I am trying to use the quantized model with Tensorflow Lite Micro, and got a segmentation error inside interpreter->Invoke() call.
Debugger showed that segmentation error occurred on returning from Eval() in conv.cc on Node 28 of CONV_2D, and stack was corrupted. Error message is *** stack smashing detected ***: <unknown> terminated
with compiler flags "-fstack-protector-all -Wstack-protector".
My test was simply from the person detection example with model replaced with Mobilenet_V1_0.25_224_quant at the Tensorflow lite pre-trained models site with increased enough kTensorArenaSize and model input/output size changed to 224x224x3 and 1x1001, amd pulled additional required operators.

Given instruction 1: In the forum post, on which node did the debugger show the segmentation error occurring?

Source material:
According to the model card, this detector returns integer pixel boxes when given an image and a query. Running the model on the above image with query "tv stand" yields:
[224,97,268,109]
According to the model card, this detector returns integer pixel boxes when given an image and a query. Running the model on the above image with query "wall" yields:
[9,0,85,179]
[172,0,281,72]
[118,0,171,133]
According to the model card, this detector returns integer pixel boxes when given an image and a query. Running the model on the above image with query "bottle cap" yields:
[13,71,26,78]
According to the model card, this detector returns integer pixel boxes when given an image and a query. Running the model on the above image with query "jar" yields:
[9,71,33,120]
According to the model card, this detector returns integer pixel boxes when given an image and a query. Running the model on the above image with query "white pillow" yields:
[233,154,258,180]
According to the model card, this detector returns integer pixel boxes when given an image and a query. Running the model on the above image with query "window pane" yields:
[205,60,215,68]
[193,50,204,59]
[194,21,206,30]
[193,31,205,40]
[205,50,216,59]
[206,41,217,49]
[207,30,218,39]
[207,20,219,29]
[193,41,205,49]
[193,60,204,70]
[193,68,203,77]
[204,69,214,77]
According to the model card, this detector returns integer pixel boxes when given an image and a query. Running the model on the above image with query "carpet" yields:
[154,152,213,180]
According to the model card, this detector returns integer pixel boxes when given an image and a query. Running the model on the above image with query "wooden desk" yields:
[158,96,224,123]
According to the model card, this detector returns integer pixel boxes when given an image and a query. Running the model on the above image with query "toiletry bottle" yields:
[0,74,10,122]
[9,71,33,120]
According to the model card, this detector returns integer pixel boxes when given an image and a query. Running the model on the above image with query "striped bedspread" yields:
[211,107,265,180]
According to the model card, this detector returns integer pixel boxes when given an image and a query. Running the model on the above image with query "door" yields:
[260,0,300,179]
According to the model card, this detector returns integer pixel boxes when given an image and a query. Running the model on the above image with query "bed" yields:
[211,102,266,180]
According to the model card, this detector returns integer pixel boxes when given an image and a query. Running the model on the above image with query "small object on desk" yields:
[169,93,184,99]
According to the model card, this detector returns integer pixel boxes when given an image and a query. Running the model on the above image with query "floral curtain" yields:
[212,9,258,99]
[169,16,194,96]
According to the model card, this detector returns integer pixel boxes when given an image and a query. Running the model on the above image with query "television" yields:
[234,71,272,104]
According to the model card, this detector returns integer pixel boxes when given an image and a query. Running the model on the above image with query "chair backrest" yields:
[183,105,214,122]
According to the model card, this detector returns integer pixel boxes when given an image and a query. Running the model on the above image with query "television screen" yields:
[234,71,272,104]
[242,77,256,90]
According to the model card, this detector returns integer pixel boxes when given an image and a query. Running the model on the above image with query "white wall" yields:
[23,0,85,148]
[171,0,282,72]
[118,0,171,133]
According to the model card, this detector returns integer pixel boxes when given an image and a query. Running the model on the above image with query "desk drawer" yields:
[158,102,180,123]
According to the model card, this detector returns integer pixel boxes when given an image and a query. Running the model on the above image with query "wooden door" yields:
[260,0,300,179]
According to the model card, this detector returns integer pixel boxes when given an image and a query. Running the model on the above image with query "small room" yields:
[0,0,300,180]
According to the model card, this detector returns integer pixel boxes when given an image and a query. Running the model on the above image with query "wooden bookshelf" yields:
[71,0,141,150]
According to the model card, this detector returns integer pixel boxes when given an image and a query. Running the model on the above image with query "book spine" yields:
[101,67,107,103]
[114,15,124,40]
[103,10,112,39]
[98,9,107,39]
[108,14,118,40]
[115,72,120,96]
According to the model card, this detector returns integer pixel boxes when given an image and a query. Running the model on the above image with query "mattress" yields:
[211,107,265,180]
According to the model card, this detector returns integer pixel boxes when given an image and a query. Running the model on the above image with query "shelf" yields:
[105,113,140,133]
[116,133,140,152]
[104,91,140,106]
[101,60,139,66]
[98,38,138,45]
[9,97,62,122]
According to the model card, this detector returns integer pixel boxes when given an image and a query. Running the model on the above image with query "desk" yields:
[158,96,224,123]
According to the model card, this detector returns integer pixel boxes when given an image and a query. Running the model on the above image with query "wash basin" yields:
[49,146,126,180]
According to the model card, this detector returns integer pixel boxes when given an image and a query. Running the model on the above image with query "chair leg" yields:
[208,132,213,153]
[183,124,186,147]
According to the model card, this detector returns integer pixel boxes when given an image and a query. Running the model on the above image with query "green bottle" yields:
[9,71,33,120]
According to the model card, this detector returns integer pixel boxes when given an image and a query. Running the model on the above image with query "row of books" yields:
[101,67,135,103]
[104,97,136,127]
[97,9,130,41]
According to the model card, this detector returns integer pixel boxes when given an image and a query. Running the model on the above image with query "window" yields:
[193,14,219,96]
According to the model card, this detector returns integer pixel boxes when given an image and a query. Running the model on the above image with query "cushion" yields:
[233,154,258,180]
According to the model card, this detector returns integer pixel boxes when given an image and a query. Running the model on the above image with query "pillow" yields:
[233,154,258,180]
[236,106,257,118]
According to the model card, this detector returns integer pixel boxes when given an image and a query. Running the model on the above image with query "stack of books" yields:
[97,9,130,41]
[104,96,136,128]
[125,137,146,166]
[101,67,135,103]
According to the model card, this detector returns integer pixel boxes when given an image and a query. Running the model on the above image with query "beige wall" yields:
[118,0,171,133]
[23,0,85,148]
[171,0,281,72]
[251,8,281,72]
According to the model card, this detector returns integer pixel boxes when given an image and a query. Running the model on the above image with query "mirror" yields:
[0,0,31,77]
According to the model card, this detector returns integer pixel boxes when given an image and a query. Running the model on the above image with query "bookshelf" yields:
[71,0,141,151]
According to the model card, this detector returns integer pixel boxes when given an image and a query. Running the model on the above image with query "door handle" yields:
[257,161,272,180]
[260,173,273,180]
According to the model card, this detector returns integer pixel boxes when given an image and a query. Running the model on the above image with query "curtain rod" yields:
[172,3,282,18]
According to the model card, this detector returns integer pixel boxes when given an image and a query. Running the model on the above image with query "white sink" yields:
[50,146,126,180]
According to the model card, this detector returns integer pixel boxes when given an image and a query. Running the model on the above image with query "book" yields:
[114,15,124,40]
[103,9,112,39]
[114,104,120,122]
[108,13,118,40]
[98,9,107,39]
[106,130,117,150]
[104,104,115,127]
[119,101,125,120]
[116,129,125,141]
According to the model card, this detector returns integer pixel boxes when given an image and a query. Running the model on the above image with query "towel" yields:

Given instruction 2: Find every line in the entries that contains the string "curtain", and copy each of those lines.

Result 1: Node 28 of CONV_2D

Result 2:
According to the model card, this detector returns integer pixel boxes when given an image and a query. Running the model on the above image with query "floral curtain" yields:
According to the model card, this detector returns integer pixel boxes when given an image and a query. Running the model on the above image with query "curtain rod" yields:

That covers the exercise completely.